Rewrite the entries between the line holding "Labeling round 2. The target category is blurred" and the line holding "[723,0,800,157]", inclusive, switching "blurred tree" to "out-of-focus tree" and keeping everything else the same.

====== Record set ======

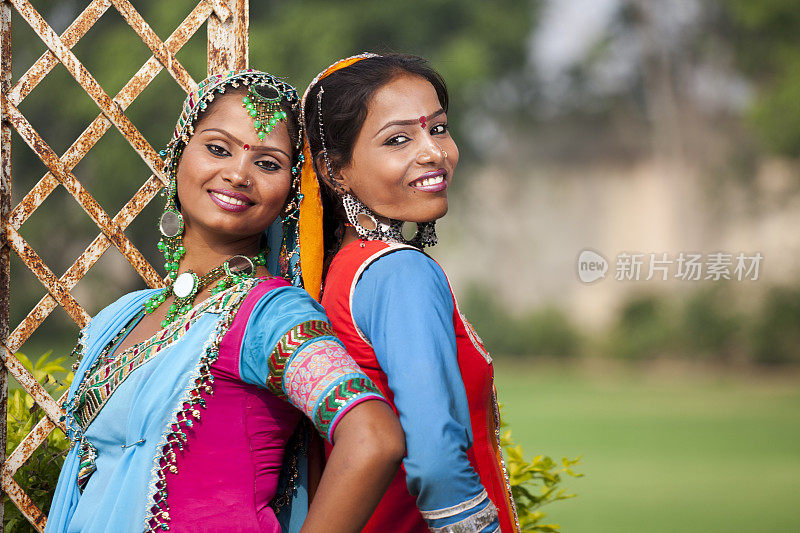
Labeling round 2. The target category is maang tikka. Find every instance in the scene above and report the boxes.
[242,83,286,141]
[317,87,439,248]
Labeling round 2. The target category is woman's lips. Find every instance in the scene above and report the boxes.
[208,190,253,213]
[409,168,447,192]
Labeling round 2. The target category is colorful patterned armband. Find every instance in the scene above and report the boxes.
[267,320,385,441]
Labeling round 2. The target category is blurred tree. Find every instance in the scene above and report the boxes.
[7,0,538,353]
[723,0,800,157]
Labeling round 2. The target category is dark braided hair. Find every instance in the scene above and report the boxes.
[303,54,449,260]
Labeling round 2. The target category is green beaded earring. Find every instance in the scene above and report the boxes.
[242,83,286,141]
[157,175,186,280]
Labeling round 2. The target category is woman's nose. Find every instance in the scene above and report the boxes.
[222,160,250,187]
[417,138,447,163]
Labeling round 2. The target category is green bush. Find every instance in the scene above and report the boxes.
[3,352,72,533]
[500,412,583,533]
[749,287,800,364]
[678,285,745,361]
[604,295,677,360]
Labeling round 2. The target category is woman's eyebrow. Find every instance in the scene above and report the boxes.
[375,109,444,137]
[200,128,292,161]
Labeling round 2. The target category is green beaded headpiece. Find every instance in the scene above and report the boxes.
[242,83,286,141]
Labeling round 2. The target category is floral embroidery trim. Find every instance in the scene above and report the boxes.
[492,385,520,531]
[430,501,497,533]
[314,376,385,442]
[420,489,489,520]
[266,320,334,399]
[144,279,262,532]
[74,291,238,431]
[283,338,362,418]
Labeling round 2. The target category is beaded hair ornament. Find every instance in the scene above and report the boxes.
[158,69,303,296]
[300,53,437,282]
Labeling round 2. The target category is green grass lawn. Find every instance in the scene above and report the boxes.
[496,359,800,533]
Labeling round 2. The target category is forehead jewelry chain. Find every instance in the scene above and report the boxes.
[242,83,286,141]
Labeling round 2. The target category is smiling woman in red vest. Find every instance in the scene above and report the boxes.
[301,54,519,533]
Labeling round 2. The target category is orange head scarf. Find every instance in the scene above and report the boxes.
[298,53,380,300]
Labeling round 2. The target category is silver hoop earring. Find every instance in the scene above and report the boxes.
[342,193,438,248]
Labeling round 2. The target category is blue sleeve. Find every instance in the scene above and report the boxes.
[352,249,499,531]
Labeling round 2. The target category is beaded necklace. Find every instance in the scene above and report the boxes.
[144,241,269,328]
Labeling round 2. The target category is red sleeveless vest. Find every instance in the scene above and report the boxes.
[322,241,519,533]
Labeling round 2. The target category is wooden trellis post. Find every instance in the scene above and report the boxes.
[0,0,249,531]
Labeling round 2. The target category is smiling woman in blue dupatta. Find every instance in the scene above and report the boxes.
[46,69,403,532]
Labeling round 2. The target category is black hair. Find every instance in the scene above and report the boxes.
[303,54,449,259]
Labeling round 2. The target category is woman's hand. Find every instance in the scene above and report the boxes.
[301,400,405,533]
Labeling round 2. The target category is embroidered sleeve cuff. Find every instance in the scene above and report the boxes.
[313,374,386,442]
[422,490,500,533]
[278,332,385,441]
[266,320,335,399]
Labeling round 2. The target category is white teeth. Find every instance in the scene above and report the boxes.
[419,175,444,187]
[211,191,247,205]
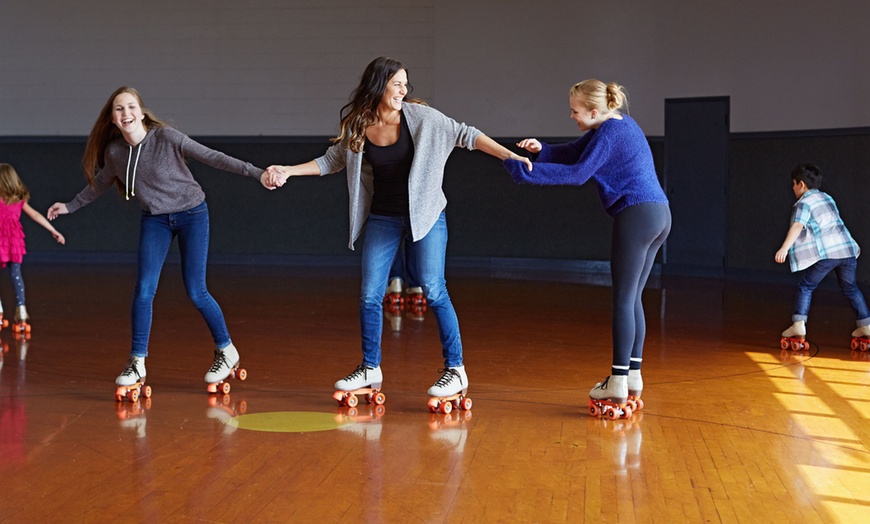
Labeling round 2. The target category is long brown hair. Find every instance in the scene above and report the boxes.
[332,56,425,153]
[82,86,166,189]
[0,163,30,204]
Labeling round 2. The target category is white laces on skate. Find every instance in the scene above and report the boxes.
[432,368,462,388]
[595,375,610,389]
[208,351,232,373]
[121,357,142,378]
[342,364,367,382]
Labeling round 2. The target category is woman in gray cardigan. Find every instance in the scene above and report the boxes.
[267,57,532,407]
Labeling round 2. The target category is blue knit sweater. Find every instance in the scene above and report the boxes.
[504,115,668,216]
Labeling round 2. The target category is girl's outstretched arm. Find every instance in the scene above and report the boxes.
[474,133,533,171]
[22,202,66,244]
[263,160,321,188]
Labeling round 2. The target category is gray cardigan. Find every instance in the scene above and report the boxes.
[315,102,481,249]
[66,127,263,215]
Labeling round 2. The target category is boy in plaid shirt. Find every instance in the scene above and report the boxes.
[776,163,870,349]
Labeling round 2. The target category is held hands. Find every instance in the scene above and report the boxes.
[260,166,290,189]
[45,202,69,220]
[517,138,541,153]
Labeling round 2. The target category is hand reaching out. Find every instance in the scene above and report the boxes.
[45,202,69,221]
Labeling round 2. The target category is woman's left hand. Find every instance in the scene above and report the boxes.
[511,154,534,171]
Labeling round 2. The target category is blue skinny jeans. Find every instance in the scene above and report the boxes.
[359,212,463,367]
[791,258,870,326]
[130,201,230,357]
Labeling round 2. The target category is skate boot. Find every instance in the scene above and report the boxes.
[405,286,426,311]
[115,355,151,402]
[12,304,30,338]
[588,375,632,420]
[627,369,643,412]
[384,277,405,307]
[779,320,812,351]
[427,366,472,414]
[852,326,870,351]
[205,343,248,395]
[332,364,387,408]
[0,304,9,331]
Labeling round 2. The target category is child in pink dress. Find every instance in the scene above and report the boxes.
[0,163,65,331]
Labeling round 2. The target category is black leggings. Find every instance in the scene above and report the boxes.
[610,203,671,375]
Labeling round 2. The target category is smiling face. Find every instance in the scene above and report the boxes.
[568,95,600,131]
[379,69,408,111]
[112,93,146,137]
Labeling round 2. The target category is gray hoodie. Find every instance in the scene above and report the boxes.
[66,127,263,215]
[315,102,481,249]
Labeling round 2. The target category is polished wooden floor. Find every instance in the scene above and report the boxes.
[0,264,870,523]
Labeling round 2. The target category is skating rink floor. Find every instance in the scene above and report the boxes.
[0,263,870,523]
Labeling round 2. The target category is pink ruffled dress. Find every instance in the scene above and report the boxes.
[0,200,27,268]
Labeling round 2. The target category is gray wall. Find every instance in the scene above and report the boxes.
[0,0,870,281]
[0,0,870,137]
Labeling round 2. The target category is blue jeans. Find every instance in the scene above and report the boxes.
[130,202,230,357]
[791,258,870,326]
[359,213,462,367]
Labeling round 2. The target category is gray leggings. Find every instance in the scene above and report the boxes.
[610,203,671,375]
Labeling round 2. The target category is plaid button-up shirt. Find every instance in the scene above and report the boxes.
[789,189,861,272]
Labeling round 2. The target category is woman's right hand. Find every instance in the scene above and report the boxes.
[517,138,541,153]
[45,202,69,220]
[263,166,290,189]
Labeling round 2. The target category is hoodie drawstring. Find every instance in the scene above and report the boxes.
[124,142,142,200]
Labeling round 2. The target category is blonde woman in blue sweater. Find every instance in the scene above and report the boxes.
[267,57,532,406]
[504,79,671,416]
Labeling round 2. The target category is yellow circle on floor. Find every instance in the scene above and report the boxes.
[227,411,355,433]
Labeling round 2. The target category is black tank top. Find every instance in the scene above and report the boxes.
[363,113,414,216]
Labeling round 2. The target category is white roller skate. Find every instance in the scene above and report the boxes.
[115,355,151,402]
[779,320,812,351]
[205,343,248,395]
[12,304,31,338]
[852,326,870,351]
[626,369,643,412]
[332,364,387,408]
[588,375,632,420]
[427,366,472,413]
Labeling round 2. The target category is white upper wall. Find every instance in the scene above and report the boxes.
[0,0,870,137]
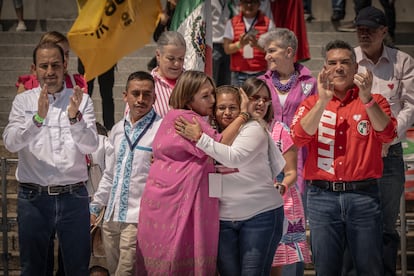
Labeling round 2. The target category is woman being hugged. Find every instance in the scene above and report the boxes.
[178,77,285,276]
[137,71,244,276]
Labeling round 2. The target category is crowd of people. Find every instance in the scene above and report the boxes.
[3,0,414,276]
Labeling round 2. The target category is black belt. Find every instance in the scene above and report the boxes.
[20,182,85,195]
[310,179,377,192]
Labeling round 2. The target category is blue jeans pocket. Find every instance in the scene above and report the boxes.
[18,187,39,201]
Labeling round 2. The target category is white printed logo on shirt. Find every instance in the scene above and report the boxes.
[357,120,371,136]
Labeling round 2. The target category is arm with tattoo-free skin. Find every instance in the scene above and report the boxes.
[354,71,390,131]
[175,89,249,145]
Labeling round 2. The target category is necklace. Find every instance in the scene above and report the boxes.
[272,66,298,93]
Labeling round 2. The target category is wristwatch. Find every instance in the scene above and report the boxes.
[69,110,82,125]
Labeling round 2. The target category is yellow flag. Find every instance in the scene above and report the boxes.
[68,0,161,81]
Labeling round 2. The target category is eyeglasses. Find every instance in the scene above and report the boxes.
[240,0,260,6]
[217,105,240,113]
[249,95,272,106]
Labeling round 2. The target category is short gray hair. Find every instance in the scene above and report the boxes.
[157,31,186,51]
[258,28,298,54]
[322,39,356,63]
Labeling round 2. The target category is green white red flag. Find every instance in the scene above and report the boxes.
[170,0,213,76]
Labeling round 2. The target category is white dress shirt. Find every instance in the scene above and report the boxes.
[355,45,414,144]
[90,109,162,223]
[196,120,285,220]
[3,84,98,186]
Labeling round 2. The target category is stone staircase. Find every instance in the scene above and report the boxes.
[0,0,414,275]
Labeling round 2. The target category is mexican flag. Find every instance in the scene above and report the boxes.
[170,0,213,76]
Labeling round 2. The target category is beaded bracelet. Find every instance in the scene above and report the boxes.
[236,40,241,49]
[239,112,250,123]
[32,113,45,127]
[364,98,375,108]
[34,113,45,124]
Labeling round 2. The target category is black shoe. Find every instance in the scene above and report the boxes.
[331,11,345,21]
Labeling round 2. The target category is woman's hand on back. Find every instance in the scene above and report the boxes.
[175,116,203,142]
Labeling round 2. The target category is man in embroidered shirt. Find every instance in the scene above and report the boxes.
[3,43,98,276]
[90,72,161,276]
[292,41,396,275]
[342,7,414,275]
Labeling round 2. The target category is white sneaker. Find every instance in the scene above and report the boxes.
[16,21,27,32]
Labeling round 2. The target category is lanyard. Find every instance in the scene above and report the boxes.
[124,112,157,152]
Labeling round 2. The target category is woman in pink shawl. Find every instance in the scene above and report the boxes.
[136,71,244,275]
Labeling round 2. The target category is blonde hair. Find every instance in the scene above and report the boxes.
[169,70,216,109]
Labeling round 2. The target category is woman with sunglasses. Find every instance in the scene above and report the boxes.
[258,28,317,275]
[176,77,285,276]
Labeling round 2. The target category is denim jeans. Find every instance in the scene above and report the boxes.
[379,143,405,275]
[217,207,284,276]
[282,262,305,276]
[17,184,90,276]
[213,43,231,86]
[231,72,265,87]
[307,185,383,276]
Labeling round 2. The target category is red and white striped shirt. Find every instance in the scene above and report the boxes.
[151,67,177,117]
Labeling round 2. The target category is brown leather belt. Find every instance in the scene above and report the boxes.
[20,182,85,195]
[310,179,378,192]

======

## Exercise solution
Labeling round 2. The target category is out-of-focus tree. Find every instance in the scene above and report the boxes.
[7,0,538,353]
[723,0,800,157]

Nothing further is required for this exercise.